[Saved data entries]

————————

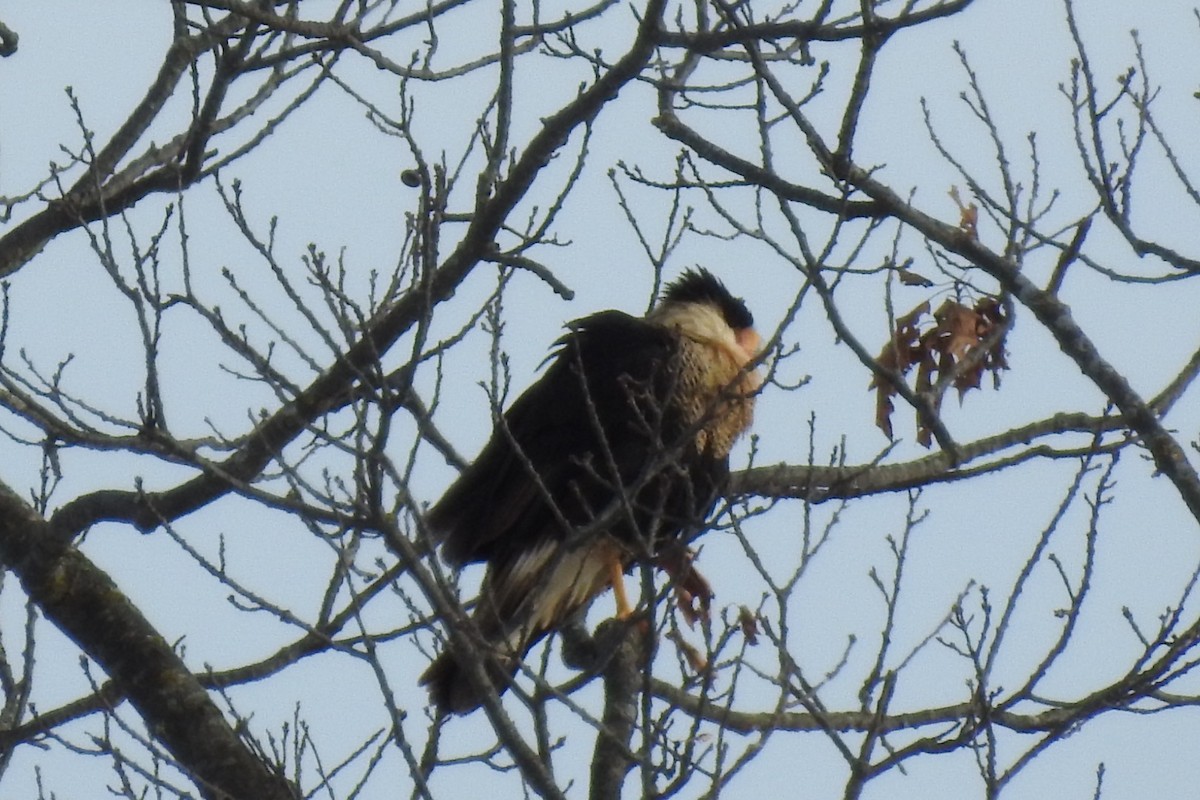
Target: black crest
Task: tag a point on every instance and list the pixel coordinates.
(701, 286)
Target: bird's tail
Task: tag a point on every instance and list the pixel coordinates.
(451, 690)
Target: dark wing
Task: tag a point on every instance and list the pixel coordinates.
(603, 411)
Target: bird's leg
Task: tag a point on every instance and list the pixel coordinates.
(617, 578)
(694, 594)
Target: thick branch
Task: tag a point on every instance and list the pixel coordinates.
(85, 605)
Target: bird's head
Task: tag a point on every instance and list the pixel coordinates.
(699, 306)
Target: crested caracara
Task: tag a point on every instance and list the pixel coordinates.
(621, 449)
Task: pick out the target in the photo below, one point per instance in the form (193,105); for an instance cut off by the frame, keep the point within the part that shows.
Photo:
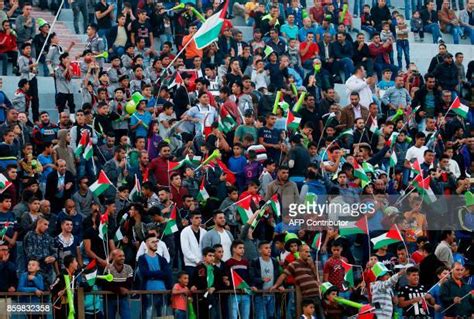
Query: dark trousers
(33,92)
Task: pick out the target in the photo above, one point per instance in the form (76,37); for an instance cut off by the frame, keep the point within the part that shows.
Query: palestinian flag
(274,203)
(227,122)
(393,159)
(104,225)
(90,273)
(244,208)
(345,133)
(211,28)
(416,168)
(348,274)
(423,187)
(82,143)
(4,230)
(391,237)
(355,227)
(459,108)
(292,122)
(239,283)
(360,174)
(368,168)
(230,176)
(317,242)
(101,184)
(393,138)
(88,151)
(203,195)
(171,226)
(136,191)
(4,183)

————————

Required task - Transcribe the whole listing above word for word, leaving the pictures out.

Result for this exercise -
Target: black crest
Task: tag a point on every instance and list the pixel coordinates.
(701, 286)
Target: bird's tail
Task: tag a point on every instance and list the pixel coordinates.
(451, 690)
Target: dark wing
Task: tag a point on every instance and list the pixel coordinates.
(603, 411)
Target: bird's leg
Task: tag a point on every instance and list the pixel coordinates.
(617, 578)
(694, 594)
Target: thick branch
Task: tag a point on every instance and list the pixel coordinates.
(85, 605)
Target: bird's head
Task: tag a point on every instance and list the pixel coordinates.
(699, 306)
Target: crested caracara
Task: tag a point on every instance and list the pixel coordinates.
(621, 449)
Task: pick out the target in the photo below, one point per instance in the form (193,105); for an instance cut off by the frame, keep the point within the part that shows.
Photo:
Query: dark trousers
(33,92)
Task: pick out the target in the photo above, one point per instance in the form (76,37); for an instance cut off by the frame, keep the point within the part that shows.
Query: palestinian flag
(274,203)
(227,122)
(393,159)
(104,225)
(90,273)
(244,208)
(345,133)
(211,28)
(416,168)
(348,274)
(423,187)
(82,143)
(4,230)
(391,237)
(355,227)
(459,108)
(292,122)
(239,283)
(360,174)
(368,168)
(230,176)
(317,242)
(101,184)
(393,138)
(88,151)
(203,195)
(171,226)
(136,191)
(4,183)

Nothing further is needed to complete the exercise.